■ Pointing entries for named objects:
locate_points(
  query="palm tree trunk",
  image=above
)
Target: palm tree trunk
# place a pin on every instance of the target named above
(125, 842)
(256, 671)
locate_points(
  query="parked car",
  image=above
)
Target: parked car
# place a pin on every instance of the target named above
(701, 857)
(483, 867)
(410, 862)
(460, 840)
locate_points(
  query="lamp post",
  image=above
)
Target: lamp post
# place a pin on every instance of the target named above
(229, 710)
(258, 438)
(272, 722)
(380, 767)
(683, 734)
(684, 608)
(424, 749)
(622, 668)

* * *

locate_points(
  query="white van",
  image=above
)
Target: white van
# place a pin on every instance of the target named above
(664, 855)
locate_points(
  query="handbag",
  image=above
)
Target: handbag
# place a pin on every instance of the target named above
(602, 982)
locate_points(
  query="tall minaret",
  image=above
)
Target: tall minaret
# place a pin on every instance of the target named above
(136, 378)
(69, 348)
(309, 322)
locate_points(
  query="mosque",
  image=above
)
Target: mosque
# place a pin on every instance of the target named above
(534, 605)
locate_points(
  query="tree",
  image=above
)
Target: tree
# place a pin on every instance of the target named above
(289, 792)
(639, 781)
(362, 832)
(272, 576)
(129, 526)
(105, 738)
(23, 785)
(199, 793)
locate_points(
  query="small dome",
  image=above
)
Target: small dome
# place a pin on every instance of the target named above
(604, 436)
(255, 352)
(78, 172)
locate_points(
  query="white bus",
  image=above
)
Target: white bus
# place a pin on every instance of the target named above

* * *

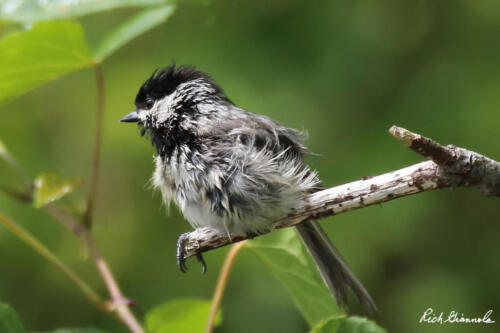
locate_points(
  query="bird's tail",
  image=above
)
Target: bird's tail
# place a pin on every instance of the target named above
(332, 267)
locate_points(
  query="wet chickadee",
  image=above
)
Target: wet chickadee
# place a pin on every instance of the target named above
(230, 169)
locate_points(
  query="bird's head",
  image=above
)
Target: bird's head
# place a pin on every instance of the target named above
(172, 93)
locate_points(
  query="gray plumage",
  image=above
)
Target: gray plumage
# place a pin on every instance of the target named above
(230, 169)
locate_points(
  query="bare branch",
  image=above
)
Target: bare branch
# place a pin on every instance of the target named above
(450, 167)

■ Given problem: Determine how many lines of the data above contain the string "palm", with case counting. Reply with the number alone.

■ In response: 2